#### Given exercise
Output the line containing "I would be grateful if you could indicate the concrete" and all subsequent lines of the listing below, copied exactly, with no other lines.

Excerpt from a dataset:
* * *

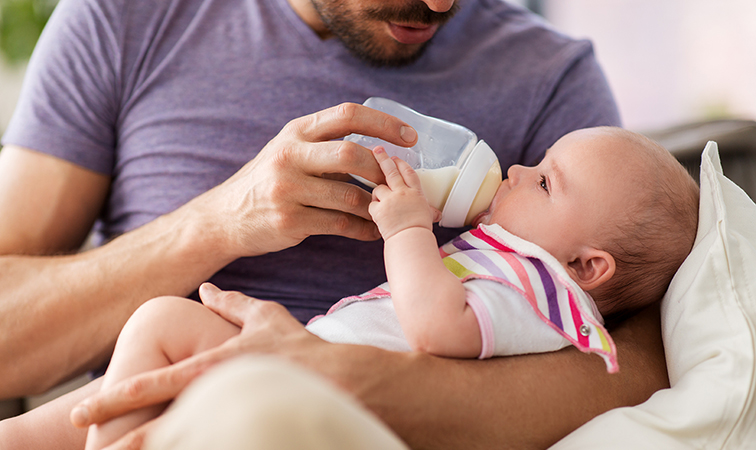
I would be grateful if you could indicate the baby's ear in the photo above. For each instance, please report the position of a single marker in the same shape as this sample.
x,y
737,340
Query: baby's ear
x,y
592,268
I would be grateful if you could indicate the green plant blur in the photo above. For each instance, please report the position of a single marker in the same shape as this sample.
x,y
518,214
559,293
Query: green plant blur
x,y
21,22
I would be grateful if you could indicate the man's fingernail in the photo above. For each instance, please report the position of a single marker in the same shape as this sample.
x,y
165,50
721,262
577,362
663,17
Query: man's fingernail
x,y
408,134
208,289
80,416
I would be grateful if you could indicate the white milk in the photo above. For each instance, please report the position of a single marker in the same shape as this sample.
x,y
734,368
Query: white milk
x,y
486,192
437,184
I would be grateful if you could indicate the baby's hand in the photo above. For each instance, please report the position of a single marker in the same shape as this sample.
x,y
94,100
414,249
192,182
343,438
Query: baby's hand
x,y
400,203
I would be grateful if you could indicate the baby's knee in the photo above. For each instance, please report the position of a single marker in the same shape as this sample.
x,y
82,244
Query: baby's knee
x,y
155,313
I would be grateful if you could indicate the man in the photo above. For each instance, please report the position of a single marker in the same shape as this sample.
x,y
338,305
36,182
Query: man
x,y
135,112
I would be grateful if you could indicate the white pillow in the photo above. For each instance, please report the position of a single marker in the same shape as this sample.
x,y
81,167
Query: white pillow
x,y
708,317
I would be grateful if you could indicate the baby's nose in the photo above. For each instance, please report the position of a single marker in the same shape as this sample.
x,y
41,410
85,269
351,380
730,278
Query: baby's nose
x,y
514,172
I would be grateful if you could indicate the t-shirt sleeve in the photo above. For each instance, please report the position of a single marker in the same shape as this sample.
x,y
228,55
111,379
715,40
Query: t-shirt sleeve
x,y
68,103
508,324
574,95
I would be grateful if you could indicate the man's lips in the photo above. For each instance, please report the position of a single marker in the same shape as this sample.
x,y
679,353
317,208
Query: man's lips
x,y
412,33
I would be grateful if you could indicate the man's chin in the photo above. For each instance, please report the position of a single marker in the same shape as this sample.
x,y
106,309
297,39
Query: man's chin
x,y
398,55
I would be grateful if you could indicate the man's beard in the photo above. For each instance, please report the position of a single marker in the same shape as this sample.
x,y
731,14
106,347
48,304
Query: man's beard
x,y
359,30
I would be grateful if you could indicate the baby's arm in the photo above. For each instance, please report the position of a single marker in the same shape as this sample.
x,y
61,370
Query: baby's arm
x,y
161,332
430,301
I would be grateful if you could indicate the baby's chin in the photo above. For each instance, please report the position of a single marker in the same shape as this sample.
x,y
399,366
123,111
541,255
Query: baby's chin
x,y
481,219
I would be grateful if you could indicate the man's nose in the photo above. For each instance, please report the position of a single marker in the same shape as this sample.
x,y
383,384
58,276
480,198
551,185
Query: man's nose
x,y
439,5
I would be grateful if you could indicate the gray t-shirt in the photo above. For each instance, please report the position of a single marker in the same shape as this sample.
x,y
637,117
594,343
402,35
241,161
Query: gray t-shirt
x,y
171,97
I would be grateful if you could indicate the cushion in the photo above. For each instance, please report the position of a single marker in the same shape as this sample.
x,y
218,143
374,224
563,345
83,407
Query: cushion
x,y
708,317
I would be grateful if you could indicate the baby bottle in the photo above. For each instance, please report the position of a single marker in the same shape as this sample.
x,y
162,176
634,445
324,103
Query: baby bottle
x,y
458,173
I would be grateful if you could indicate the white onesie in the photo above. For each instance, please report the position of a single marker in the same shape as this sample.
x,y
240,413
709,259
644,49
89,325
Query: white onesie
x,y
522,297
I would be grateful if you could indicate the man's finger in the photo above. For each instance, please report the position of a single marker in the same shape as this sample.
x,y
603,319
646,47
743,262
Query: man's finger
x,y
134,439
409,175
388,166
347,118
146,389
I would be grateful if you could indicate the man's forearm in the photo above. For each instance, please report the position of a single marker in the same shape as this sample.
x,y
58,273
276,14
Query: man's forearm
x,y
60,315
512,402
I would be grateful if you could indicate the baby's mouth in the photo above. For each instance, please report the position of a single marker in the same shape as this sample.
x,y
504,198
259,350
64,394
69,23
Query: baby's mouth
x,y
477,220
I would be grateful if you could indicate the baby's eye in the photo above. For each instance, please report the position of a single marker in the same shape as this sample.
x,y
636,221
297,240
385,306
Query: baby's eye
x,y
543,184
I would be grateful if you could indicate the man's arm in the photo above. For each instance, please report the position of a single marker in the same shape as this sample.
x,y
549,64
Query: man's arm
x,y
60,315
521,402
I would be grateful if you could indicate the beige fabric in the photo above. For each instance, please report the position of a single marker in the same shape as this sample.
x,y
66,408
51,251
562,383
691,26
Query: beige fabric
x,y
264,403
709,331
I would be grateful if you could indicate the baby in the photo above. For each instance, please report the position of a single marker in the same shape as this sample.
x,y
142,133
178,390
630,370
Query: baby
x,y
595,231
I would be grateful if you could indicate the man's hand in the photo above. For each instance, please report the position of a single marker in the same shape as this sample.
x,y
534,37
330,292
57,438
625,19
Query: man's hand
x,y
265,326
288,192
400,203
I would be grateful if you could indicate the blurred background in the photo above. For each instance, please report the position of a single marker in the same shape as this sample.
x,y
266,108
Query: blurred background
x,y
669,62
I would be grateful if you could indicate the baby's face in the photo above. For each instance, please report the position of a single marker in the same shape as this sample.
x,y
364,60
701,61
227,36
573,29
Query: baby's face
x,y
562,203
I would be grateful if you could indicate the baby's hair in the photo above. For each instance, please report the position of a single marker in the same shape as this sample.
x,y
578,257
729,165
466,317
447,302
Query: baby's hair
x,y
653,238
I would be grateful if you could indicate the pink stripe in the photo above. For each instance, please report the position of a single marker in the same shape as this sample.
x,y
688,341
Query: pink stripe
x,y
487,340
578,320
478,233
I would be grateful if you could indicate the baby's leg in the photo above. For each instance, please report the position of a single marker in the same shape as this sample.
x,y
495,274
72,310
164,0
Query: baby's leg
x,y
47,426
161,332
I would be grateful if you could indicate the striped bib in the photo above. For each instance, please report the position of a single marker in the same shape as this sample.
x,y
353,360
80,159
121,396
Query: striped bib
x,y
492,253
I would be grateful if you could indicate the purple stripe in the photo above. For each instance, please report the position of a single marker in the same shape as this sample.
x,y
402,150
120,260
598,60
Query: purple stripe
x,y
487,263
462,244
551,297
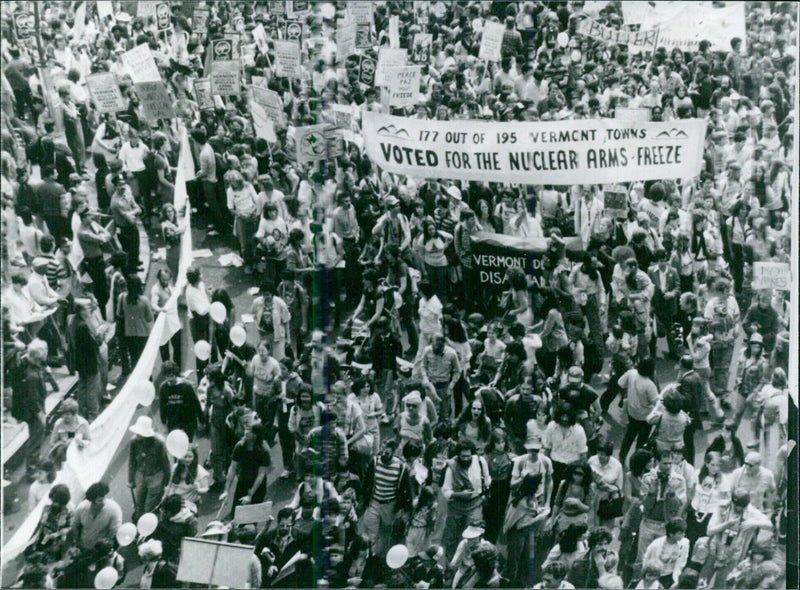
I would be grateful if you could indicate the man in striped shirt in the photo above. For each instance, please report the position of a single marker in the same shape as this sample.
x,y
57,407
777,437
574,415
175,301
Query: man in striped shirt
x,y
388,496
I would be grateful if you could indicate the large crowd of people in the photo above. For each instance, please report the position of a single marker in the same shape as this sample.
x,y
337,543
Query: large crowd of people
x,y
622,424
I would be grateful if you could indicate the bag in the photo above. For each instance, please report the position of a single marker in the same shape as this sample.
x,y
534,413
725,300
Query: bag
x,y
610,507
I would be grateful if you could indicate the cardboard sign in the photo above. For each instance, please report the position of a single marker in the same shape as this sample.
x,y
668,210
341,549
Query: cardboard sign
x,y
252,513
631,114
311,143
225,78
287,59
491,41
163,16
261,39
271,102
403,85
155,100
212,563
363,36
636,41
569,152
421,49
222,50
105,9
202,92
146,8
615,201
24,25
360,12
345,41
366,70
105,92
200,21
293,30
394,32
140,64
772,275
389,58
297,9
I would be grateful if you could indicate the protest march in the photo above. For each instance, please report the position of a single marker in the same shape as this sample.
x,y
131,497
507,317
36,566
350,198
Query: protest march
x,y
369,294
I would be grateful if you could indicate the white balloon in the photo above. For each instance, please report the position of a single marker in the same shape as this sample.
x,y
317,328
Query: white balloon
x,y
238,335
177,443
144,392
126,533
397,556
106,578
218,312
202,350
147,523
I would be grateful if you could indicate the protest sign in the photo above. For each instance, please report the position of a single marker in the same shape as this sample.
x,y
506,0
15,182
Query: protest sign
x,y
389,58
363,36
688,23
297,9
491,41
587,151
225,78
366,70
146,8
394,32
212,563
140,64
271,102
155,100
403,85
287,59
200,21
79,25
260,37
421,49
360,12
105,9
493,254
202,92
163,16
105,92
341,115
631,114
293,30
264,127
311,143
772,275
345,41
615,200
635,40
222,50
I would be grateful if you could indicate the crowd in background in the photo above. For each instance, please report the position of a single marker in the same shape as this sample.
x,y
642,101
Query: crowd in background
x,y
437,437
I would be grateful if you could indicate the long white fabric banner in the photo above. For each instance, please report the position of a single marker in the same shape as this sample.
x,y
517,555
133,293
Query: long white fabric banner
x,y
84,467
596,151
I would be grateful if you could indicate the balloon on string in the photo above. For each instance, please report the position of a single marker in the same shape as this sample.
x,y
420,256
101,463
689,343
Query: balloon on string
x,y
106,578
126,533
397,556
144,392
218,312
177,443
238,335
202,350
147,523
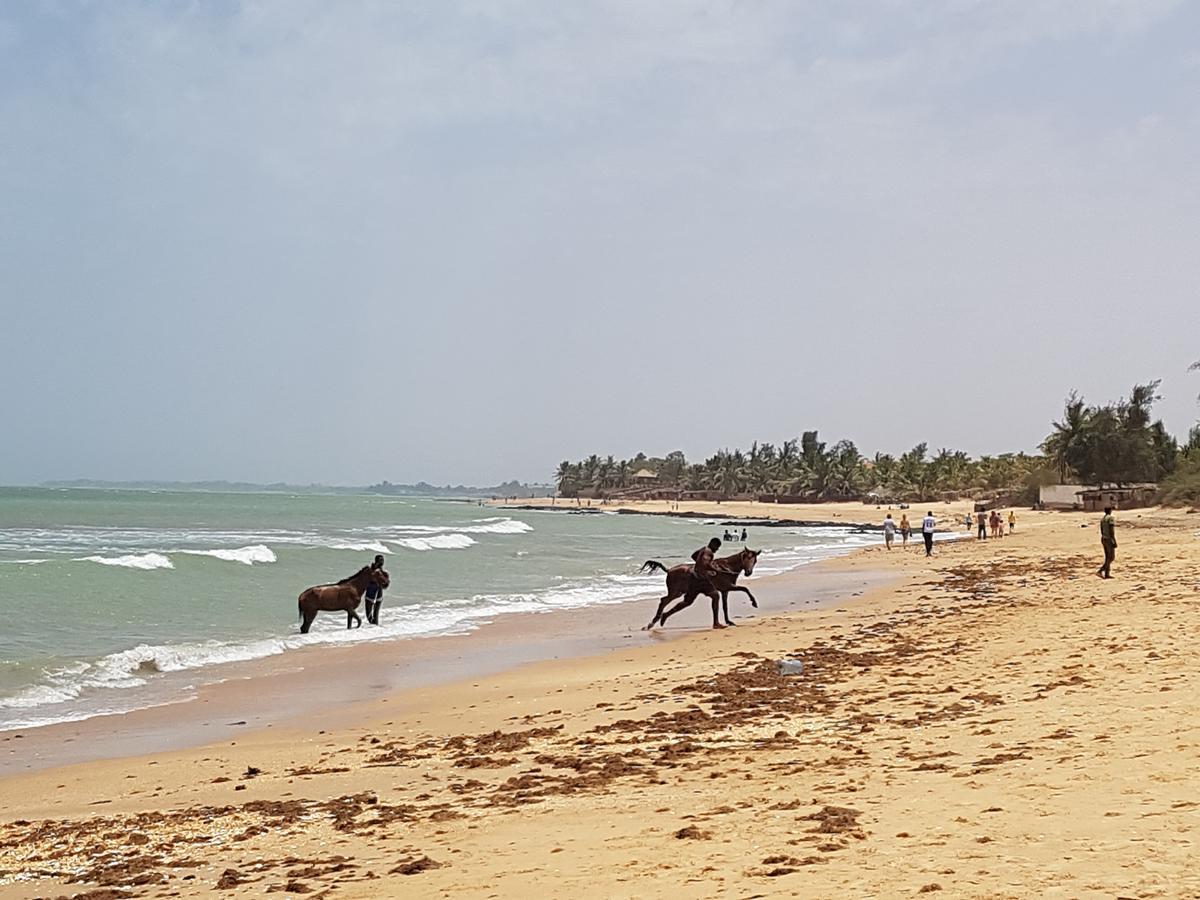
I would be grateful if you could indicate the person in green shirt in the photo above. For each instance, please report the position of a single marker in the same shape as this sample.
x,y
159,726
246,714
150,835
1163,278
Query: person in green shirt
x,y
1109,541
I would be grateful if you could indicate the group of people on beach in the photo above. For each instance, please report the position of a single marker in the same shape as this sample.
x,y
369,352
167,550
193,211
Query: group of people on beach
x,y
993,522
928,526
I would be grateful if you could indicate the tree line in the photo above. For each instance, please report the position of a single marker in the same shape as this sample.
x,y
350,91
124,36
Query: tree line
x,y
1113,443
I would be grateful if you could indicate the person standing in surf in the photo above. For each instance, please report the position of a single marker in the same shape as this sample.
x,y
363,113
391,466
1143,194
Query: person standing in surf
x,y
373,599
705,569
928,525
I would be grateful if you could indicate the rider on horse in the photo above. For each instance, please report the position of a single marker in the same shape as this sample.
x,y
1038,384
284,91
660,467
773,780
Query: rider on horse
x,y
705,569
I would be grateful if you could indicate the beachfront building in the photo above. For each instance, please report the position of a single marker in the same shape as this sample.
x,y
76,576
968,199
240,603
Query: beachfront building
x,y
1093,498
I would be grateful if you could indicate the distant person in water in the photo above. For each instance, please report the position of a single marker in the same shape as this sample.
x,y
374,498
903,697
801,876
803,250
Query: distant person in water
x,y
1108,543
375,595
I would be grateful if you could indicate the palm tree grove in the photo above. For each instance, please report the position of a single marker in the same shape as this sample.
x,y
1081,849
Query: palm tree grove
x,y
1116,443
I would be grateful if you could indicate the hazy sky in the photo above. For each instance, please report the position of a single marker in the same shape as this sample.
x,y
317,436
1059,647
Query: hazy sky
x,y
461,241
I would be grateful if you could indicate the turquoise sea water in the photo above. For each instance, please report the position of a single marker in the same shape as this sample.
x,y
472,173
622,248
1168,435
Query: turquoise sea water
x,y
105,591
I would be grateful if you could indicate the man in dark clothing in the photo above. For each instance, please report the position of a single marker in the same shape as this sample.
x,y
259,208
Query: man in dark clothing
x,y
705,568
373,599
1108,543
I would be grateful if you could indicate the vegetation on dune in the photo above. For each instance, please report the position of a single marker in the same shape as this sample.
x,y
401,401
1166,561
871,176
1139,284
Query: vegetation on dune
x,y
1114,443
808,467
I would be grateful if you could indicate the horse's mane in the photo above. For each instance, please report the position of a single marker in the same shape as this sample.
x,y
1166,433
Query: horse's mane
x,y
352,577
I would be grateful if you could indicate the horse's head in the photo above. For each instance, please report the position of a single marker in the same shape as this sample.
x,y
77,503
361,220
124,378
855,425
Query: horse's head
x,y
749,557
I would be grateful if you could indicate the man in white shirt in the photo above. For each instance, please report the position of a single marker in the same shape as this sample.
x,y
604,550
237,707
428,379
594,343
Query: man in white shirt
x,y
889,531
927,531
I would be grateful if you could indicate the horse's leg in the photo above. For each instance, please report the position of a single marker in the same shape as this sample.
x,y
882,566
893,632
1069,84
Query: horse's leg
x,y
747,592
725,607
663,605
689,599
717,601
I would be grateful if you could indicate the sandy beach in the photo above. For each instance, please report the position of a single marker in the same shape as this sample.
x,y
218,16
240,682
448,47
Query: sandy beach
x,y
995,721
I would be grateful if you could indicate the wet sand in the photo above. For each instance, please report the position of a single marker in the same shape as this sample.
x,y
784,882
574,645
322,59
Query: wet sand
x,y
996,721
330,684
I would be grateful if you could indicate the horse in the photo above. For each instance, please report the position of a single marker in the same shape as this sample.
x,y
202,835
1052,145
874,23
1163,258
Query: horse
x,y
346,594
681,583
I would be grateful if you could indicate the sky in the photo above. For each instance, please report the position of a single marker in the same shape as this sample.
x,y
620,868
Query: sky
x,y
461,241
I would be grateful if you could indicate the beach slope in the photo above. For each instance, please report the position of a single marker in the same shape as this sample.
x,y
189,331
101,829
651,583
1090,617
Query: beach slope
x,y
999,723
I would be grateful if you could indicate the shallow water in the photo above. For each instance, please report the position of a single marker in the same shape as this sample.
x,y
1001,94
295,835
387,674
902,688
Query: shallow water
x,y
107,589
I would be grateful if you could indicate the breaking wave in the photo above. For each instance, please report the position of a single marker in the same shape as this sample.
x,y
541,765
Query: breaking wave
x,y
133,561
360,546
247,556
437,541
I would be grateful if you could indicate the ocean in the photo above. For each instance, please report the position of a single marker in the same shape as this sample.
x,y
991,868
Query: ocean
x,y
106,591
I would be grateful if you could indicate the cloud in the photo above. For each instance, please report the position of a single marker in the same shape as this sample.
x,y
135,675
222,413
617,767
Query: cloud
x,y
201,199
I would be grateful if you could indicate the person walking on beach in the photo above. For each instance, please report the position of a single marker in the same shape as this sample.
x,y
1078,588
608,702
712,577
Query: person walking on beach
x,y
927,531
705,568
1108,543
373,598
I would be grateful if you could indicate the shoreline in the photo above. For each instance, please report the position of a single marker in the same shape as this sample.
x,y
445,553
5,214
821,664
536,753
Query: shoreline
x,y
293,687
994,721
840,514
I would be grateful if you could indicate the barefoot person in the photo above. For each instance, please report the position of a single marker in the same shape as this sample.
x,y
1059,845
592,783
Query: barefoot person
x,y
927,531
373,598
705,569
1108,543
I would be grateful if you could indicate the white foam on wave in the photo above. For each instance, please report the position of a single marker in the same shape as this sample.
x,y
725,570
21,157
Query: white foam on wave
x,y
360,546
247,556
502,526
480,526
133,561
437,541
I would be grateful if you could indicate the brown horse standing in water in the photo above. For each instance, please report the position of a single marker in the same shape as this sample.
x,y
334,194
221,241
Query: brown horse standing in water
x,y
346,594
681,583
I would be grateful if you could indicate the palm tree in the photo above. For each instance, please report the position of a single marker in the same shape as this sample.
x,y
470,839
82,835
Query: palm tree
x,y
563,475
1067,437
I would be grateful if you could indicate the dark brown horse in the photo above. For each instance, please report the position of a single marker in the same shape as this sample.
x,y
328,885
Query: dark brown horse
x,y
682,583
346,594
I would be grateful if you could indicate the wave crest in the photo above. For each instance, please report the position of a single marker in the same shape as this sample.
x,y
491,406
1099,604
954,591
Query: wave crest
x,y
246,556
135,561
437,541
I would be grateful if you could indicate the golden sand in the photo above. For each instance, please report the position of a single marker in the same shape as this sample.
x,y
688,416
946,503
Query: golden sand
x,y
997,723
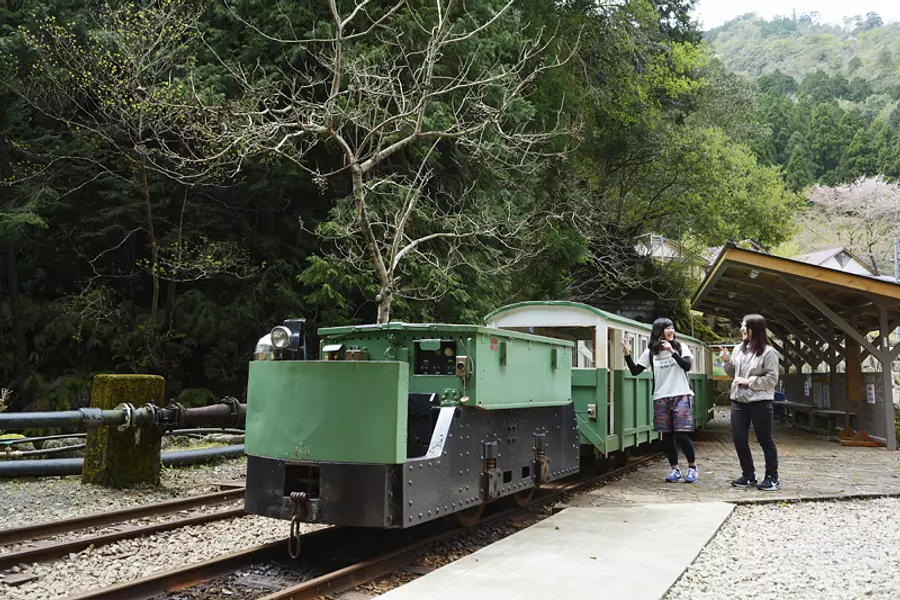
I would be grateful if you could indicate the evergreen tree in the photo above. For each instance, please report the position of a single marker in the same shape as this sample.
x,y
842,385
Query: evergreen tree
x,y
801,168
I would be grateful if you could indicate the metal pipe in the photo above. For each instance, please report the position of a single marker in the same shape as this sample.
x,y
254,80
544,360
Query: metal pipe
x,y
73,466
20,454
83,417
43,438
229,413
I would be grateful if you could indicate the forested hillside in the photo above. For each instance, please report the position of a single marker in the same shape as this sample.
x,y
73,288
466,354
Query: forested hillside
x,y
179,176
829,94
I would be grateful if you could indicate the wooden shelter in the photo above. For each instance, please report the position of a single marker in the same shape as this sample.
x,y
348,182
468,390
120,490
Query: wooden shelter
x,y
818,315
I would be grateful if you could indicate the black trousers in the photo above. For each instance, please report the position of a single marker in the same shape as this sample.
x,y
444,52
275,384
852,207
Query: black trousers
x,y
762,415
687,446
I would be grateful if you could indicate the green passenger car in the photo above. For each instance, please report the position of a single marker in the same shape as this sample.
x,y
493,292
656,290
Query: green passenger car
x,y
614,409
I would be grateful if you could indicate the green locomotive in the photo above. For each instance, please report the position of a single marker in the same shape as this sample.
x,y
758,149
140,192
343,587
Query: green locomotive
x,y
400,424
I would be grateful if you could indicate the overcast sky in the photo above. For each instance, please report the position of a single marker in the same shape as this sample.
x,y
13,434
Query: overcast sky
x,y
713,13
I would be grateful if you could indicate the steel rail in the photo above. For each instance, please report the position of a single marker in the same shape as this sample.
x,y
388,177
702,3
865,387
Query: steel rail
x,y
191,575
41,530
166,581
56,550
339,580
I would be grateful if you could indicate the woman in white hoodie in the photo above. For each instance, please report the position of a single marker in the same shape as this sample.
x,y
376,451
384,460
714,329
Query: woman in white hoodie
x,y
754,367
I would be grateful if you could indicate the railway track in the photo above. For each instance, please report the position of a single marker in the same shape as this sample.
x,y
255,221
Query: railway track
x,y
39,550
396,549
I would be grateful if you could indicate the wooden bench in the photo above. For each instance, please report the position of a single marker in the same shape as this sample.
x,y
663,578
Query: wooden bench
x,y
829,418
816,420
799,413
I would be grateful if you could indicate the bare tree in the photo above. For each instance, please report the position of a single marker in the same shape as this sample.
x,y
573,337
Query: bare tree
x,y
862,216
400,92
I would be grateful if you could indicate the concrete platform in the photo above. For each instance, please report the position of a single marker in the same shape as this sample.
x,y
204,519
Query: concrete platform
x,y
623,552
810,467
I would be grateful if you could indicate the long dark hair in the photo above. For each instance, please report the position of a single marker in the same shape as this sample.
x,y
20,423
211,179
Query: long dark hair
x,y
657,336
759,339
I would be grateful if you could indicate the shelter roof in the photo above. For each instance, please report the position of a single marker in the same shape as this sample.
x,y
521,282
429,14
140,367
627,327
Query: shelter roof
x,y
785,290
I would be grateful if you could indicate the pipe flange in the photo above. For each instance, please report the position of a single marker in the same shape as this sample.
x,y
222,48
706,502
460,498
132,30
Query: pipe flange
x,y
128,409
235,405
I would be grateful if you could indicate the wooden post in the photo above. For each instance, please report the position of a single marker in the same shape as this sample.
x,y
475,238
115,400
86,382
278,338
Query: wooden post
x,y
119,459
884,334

* * *

#### Solution to this problem
I would be grateful if you could indicate the concrete platform in the photo above. For each instance, please report the position of a single marker in the same shape as this sample.
x,y
204,519
Query: concrete platform
x,y
623,552
810,467
I would be grateful if you could indicate the long dark hair in the photo above. For each instance, please report the position of a single marker in the same shape as this sample.
x,y
20,423
211,179
Query: long dark hair
x,y
657,336
759,339
I would be grateful if you could indicate the shelter roof in the photo above. For each instance, please report the position of a single marker in the same shape as this sample.
x,y
521,282
429,14
140,367
627,327
Query: shelter roof
x,y
785,290
I would be grateful if you could indicate the pipe flange in the photo above. For each instance, please report the position of a single marker in the same shape as this sample.
x,y
222,48
706,502
460,498
132,30
Query: pipe flange
x,y
128,409
235,405
I would be grateful if you could indicate the wooden post in the photo above. For each instance, please report the position of a single marker in the same shape as this sample.
x,y
475,238
115,400
86,382
278,338
Query: wooden post
x,y
119,459
884,334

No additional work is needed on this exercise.